Work to be completed ▸
The records are to be repeated in full, with the images removed.
---
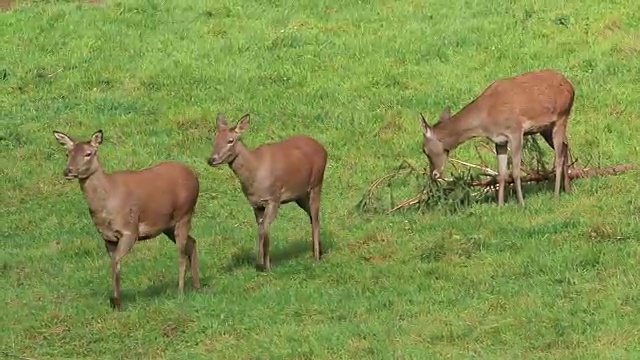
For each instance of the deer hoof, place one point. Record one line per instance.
(115, 303)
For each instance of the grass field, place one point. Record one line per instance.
(550, 280)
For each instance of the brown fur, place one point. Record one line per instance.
(274, 174)
(506, 111)
(131, 205)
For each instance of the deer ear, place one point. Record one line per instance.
(446, 114)
(426, 129)
(64, 139)
(96, 138)
(222, 120)
(243, 124)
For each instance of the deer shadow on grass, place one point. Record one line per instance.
(247, 256)
(166, 288)
(542, 188)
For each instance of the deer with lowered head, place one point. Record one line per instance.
(273, 174)
(131, 205)
(536, 102)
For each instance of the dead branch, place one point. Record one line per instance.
(548, 176)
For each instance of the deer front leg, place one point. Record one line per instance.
(259, 214)
(117, 250)
(270, 213)
(501, 152)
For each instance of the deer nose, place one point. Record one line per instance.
(67, 172)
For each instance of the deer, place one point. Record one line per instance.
(134, 205)
(272, 174)
(535, 102)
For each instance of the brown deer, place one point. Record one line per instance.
(506, 111)
(127, 206)
(273, 174)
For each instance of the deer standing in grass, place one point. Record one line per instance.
(273, 174)
(132, 205)
(506, 111)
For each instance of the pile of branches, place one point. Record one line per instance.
(470, 183)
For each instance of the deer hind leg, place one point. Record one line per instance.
(181, 238)
(565, 156)
(516, 159)
(191, 253)
(561, 155)
(501, 152)
(550, 136)
(310, 204)
(314, 204)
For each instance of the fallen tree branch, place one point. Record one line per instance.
(542, 177)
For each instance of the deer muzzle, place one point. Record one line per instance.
(69, 174)
(214, 160)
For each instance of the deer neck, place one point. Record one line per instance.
(459, 128)
(244, 165)
(96, 189)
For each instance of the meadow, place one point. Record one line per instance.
(555, 280)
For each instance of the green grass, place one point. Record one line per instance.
(550, 280)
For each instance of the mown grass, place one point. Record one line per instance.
(550, 280)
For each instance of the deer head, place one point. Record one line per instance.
(225, 141)
(432, 147)
(82, 159)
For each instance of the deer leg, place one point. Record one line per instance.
(181, 233)
(304, 203)
(314, 204)
(259, 214)
(192, 254)
(501, 151)
(565, 170)
(516, 160)
(558, 145)
(270, 213)
(117, 250)
(115, 273)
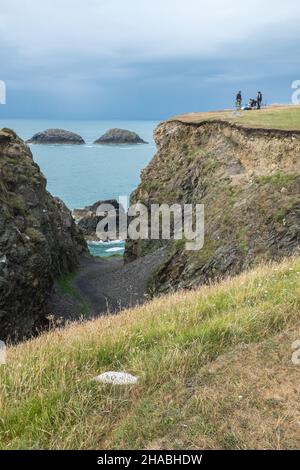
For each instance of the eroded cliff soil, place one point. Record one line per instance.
(249, 183)
(39, 240)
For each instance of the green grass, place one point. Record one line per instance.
(273, 117)
(49, 398)
(278, 180)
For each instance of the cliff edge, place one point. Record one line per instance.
(39, 240)
(249, 182)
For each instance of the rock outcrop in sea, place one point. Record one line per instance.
(120, 136)
(56, 136)
(39, 240)
(87, 218)
(249, 183)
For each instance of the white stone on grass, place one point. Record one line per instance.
(117, 378)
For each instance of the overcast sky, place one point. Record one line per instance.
(144, 59)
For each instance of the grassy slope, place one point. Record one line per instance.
(273, 117)
(214, 364)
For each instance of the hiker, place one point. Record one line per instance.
(238, 101)
(259, 100)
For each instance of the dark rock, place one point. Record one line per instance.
(56, 136)
(120, 136)
(238, 174)
(39, 241)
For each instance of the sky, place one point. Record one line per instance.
(144, 59)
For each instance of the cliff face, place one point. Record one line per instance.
(39, 240)
(249, 183)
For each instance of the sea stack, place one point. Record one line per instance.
(56, 136)
(120, 136)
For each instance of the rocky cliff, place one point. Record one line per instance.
(249, 183)
(39, 240)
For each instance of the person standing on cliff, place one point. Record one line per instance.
(259, 99)
(238, 100)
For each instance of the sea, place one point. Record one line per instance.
(80, 175)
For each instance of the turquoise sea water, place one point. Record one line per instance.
(83, 174)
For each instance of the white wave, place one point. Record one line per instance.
(114, 249)
(101, 242)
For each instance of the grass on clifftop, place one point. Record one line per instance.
(273, 117)
(214, 365)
---
Task output ▸
For each instance of the deer hoof, place one point. Record one line per instance.
(115, 303)
For each instance of the grass field, place one point. Record one line per instance.
(550, 280)
For each instance of the brown fur, place one point. Record one line per instance.
(274, 174)
(506, 111)
(131, 205)
For each instance of the deer ear, place one point. Record one line per instance.
(446, 114)
(426, 129)
(64, 139)
(96, 138)
(222, 120)
(243, 124)
For each instance of the deer shadow on grass, place one point. Record one line per instance.
(247, 256)
(166, 288)
(542, 188)
For each instance of the deer with lowered head, place one point. Record one line per instance.
(273, 174)
(131, 205)
(536, 102)
For each instance of the dead branch, place one point. Record one line per instance.
(548, 176)
For each instance of the deer front leg, place one point. Record one line per instance.
(259, 214)
(117, 250)
(270, 213)
(501, 152)
For each instance of the deer nose, place one point. Record one line per instance.
(67, 172)
For each instance of the deer, place one point. Record one line per instance.
(134, 205)
(272, 174)
(535, 102)
For each instance of the brown deer, place one point. Record one line per instance.
(506, 111)
(127, 206)
(273, 174)
For each instance of the deer standing in grass, place one point. Record one line per instance.
(273, 174)
(132, 205)
(506, 111)
For each instance of the pile of branches, place one point. Record one line per instance.
(470, 183)
For each instance of the deer hind leg, place one point. Record one line per instance.
(181, 238)
(565, 156)
(516, 159)
(191, 253)
(561, 155)
(501, 152)
(550, 136)
(310, 204)
(314, 204)
For each instance of the fallen tree branch, place one point. Record one line per instance.
(542, 177)
For each instance of the deer muzzle, place one point. Record one line per instance.
(69, 174)
(214, 160)
For each instance of the deer neck, place one point. Record one line per instance.
(459, 128)
(244, 165)
(96, 189)
For each instance of the meadow, place one point. Record one line per instance.
(555, 280)
For each instance of the green grass, place one point. Record one line per instance.
(550, 280)
For each instance of the mown grass, place one point. Record one line per instance.
(550, 280)
For each instance of the deer head, place one point. Record one line per instance.
(225, 141)
(432, 147)
(82, 159)
For each instance of the deer leg, place one point. Record one line per instance.
(181, 233)
(304, 203)
(314, 204)
(259, 214)
(192, 254)
(501, 151)
(565, 170)
(516, 160)
(558, 145)
(270, 213)
(117, 250)
(115, 273)
For each instance of the eroded cliff soil, place one point. Record one line per instance.
(249, 183)
(39, 240)
For each instance of the green grass, place one point. Record one line per instance.
(273, 117)
(49, 398)
(278, 180)
For each instance of the cliff edge, place one point. Record one line per instance.
(39, 240)
(249, 182)
For each instance of the rock outcrop in sea, place one point. Record one line per instance.
(120, 136)
(56, 136)
(39, 240)
(87, 218)
(249, 183)
For each instance of the white stone on grass, place one point. Record one line per instance.
(117, 378)
For each instance of the overcast sky, place one point. Record one line per instance.
(144, 59)
For each instance of the grassy slope, place one point. Record one line per instance.
(273, 117)
(214, 364)
For each instance of the hiker, place one point. Record one line per instance.
(238, 101)
(259, 100)
For each instance of the dark rock, place one point. Record one line per instance.
(56, 136)
(120, 136)
(238, 174)
(39, 241)
For each instance of the sky, place one point. Record one line per instance.
(144, 59)
For each instance of the cliff face, place one point. Record one line per instance.
(39, 240)
(249, 183)
For each instance of the sea stack, place one point. Record one line per instance.
(56, 136)
(120, 136)
For each instance of the rocky cliff, place one point. Record one line per instance.
(249, 183)
(39, 240)
For each instance of the person standing on cliff, place one point. Record one line per instance.
(259, 99)
(238, 100)
For each instance of the sea, place one point. Record one line per instance.
(80, 175)
For each instance of the turquoise sea water, place one point. Record one line per instance.
(83, 174)
For each instance of the white wave, place one point. Record one line per instance.
(114, 249)
(101, 242)
For each instance of the grass on clifftop, place one point. Record one line per instance.
(273, 117)
(214, 365)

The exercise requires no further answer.